* Dataset entries
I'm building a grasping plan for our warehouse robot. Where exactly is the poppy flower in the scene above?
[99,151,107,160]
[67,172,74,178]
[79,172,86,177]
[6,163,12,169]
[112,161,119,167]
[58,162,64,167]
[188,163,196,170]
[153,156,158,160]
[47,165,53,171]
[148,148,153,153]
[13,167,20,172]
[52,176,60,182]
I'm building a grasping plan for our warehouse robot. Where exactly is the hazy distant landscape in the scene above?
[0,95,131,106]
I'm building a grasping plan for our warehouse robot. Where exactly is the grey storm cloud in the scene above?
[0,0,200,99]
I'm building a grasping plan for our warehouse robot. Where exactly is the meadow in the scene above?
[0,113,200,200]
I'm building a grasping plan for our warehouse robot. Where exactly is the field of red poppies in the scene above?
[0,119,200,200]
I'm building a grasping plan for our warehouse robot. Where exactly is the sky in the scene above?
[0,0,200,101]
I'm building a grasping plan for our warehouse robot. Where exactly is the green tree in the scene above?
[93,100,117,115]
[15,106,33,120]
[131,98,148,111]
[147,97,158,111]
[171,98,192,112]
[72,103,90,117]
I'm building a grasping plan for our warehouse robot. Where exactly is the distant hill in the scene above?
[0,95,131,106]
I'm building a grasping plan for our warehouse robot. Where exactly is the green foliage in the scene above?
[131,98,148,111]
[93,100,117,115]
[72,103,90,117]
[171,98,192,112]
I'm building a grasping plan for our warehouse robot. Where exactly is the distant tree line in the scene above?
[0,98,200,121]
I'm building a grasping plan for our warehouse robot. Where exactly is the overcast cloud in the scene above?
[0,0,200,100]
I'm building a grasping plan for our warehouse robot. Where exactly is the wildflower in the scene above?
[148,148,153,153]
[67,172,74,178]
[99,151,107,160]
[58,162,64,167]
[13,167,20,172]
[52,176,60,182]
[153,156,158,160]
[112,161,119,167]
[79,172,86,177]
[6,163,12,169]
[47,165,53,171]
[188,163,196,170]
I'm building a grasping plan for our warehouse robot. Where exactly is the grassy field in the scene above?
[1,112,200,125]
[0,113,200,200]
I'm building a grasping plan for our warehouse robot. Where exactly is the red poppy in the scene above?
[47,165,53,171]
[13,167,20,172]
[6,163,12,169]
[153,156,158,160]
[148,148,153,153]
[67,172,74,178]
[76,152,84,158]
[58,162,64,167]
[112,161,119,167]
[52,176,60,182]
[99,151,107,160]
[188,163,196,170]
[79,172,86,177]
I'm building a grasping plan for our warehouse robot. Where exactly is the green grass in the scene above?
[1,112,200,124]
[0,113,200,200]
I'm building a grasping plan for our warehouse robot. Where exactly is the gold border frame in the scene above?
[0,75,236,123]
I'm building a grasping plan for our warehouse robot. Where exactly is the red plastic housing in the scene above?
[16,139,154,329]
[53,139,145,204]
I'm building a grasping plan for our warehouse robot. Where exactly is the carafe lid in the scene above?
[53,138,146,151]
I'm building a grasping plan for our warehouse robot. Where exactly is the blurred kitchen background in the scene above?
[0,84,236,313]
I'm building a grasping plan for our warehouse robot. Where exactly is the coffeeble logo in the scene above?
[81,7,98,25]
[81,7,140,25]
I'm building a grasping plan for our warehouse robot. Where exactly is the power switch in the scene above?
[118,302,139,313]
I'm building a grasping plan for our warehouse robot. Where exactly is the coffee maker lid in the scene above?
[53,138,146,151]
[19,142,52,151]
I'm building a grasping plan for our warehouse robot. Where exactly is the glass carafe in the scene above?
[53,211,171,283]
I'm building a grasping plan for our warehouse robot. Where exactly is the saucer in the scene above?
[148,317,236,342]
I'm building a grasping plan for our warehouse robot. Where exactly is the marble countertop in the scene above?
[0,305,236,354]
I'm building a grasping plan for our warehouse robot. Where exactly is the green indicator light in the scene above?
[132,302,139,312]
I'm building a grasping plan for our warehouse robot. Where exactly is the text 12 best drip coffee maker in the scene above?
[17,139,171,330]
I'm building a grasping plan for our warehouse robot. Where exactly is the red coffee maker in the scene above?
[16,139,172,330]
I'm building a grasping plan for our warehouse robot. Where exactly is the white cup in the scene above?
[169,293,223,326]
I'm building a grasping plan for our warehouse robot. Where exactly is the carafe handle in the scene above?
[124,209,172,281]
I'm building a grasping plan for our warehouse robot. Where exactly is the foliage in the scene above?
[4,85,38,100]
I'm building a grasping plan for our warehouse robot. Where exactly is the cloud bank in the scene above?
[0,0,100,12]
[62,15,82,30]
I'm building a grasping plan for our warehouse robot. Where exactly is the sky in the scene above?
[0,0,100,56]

* Work instructions
Pull out every line of the listing above that contains the word "distant", matching case exactly.

* Problem solution
I'm building a grasping plan for our warehouse robot. Where exactly is the hazy distant landscape in the scene above?
I'm building a grasping plan for our warehouse robot. Where exactly is the distant hill in the scene above?
I'm building a grasping plan for our warehouse robot. Where exactly is the distant tree line in the scene above?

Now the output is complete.